» **Given instruction**: Which lines of the data below contain the string "case" with the same capitalization? Extract each of those lines in full.
___ Data for this exercise ___
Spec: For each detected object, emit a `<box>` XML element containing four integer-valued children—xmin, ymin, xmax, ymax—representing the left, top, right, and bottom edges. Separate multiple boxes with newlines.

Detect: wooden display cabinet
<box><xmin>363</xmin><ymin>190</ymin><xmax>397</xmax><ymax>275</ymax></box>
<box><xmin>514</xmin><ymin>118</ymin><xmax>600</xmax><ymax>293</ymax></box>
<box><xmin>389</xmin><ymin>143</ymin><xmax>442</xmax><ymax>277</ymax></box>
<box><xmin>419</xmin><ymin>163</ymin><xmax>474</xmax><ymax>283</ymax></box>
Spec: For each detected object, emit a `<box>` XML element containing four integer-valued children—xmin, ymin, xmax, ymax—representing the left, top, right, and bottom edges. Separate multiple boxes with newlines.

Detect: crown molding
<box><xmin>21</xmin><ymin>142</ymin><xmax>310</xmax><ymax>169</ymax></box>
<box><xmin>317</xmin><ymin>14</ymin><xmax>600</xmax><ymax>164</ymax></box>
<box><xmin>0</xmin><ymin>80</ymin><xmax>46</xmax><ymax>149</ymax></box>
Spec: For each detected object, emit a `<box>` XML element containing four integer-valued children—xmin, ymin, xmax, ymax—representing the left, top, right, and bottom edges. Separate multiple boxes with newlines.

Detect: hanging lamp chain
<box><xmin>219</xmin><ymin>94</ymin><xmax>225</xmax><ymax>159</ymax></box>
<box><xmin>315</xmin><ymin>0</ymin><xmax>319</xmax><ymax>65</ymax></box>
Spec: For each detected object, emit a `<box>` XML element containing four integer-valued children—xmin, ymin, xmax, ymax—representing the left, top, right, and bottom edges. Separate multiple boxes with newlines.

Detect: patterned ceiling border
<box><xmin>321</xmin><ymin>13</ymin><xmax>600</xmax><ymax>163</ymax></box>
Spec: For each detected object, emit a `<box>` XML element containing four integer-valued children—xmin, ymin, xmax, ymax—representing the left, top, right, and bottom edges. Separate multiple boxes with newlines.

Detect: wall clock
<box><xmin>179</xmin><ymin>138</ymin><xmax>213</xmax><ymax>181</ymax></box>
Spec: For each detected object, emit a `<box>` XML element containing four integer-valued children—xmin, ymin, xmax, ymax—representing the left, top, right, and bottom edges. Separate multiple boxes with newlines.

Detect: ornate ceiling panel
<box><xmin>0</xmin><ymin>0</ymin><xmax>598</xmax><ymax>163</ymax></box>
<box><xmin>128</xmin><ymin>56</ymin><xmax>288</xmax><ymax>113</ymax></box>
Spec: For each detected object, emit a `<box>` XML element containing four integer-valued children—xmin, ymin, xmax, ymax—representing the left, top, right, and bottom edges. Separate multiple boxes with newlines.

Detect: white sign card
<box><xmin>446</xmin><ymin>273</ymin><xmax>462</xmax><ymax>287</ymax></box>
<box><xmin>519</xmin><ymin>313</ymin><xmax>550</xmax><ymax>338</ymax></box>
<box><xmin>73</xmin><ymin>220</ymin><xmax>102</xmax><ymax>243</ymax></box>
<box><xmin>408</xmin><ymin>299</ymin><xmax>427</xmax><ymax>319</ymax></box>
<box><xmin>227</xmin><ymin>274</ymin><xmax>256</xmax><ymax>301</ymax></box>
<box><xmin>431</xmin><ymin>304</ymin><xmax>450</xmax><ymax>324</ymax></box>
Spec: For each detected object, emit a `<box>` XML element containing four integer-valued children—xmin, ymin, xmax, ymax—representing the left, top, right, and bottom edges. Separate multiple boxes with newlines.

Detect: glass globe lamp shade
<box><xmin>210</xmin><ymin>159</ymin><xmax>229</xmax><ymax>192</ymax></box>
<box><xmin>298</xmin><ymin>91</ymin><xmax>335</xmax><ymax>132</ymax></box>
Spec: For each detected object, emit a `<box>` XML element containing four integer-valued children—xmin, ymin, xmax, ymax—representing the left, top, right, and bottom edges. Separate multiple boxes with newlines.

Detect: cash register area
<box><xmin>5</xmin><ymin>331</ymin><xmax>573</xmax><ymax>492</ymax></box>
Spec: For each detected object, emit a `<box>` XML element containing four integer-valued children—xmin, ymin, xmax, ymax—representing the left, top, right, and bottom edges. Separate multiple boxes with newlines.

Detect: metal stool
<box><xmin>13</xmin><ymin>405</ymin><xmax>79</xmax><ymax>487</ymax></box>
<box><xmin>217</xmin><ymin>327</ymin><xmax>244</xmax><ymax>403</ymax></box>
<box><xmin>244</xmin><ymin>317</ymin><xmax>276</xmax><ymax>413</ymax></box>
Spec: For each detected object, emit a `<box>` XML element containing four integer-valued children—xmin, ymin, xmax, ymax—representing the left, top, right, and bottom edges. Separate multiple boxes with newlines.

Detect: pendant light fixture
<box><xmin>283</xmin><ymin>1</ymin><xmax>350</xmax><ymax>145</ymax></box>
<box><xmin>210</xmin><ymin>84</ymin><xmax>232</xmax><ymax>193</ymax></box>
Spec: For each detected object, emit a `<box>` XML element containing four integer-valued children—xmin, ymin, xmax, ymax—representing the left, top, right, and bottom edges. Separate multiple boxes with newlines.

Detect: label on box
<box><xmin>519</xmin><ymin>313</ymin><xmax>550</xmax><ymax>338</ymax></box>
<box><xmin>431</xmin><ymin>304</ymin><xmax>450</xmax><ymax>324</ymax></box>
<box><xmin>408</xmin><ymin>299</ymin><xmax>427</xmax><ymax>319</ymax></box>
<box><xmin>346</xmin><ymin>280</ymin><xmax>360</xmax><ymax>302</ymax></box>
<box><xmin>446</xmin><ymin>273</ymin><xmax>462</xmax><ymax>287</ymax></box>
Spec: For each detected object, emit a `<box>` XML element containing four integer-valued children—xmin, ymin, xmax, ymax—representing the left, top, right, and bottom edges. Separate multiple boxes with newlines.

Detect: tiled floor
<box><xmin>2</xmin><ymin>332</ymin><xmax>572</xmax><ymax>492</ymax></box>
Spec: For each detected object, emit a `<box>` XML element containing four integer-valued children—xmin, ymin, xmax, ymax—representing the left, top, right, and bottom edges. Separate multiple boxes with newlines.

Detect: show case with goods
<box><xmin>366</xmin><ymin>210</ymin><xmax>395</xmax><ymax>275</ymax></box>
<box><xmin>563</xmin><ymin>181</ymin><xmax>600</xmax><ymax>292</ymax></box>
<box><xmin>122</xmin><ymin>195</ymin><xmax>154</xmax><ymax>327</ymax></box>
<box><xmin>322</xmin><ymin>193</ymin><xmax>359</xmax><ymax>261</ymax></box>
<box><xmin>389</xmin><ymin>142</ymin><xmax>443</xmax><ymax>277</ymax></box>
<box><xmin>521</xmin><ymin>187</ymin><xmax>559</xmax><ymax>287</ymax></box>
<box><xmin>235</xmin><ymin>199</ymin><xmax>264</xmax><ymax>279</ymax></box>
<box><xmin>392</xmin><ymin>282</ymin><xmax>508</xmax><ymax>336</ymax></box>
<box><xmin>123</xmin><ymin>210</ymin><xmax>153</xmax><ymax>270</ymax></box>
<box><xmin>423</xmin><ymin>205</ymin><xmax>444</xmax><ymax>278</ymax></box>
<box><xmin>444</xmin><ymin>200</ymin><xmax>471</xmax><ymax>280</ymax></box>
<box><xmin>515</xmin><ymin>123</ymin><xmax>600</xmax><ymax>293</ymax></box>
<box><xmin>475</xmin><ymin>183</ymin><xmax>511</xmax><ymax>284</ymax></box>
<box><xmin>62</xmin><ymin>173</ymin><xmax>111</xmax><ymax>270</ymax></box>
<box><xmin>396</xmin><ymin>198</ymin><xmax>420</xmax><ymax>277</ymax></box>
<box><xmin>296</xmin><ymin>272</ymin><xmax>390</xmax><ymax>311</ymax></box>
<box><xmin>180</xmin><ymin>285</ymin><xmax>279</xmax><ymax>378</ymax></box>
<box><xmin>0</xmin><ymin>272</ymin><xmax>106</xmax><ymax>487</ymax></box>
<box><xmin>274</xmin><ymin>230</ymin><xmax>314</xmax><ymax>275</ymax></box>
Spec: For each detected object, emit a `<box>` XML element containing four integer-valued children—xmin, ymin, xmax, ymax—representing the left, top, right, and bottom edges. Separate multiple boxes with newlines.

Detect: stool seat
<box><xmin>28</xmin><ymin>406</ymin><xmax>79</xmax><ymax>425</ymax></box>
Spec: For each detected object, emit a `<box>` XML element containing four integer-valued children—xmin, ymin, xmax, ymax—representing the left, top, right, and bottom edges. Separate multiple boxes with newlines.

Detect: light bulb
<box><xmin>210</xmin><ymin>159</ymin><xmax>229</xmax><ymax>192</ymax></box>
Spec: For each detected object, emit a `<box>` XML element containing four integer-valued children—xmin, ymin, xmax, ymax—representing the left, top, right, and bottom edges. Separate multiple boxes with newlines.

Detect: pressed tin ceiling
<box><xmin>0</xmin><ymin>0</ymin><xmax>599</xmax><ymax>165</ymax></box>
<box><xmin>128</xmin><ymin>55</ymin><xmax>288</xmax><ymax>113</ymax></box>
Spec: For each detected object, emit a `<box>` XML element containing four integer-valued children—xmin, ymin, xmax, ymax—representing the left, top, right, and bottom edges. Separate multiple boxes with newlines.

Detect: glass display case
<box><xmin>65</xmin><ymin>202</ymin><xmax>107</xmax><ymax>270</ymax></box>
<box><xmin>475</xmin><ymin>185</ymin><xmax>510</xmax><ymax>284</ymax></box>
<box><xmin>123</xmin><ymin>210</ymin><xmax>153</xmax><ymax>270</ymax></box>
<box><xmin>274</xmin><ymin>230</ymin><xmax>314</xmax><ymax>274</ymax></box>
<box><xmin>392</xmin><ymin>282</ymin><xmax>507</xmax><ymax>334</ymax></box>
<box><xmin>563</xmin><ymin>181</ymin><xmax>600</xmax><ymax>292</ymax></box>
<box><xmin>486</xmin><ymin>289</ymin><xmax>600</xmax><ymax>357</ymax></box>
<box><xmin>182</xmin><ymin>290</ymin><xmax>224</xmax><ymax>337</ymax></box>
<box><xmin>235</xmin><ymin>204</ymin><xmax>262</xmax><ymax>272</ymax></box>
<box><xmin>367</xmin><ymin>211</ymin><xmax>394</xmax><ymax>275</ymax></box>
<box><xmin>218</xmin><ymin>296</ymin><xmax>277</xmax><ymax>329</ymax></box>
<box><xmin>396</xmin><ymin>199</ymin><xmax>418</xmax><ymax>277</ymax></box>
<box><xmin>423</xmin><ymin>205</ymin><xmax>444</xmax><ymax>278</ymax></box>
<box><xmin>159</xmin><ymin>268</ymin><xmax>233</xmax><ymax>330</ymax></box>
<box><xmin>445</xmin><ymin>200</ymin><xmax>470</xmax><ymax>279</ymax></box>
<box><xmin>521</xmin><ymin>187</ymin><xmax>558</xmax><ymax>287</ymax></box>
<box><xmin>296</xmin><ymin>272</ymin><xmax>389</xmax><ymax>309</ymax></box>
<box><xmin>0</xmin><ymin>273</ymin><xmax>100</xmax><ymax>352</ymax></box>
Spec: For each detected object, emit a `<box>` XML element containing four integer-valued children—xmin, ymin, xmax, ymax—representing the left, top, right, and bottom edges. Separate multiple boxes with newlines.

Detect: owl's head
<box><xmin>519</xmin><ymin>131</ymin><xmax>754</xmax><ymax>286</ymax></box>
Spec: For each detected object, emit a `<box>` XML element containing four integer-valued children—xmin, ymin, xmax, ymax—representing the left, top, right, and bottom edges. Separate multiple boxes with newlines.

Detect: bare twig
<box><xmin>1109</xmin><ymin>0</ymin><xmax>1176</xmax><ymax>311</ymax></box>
___
» **Result of this task**:
Detect: show case with goods
Detect: glass display case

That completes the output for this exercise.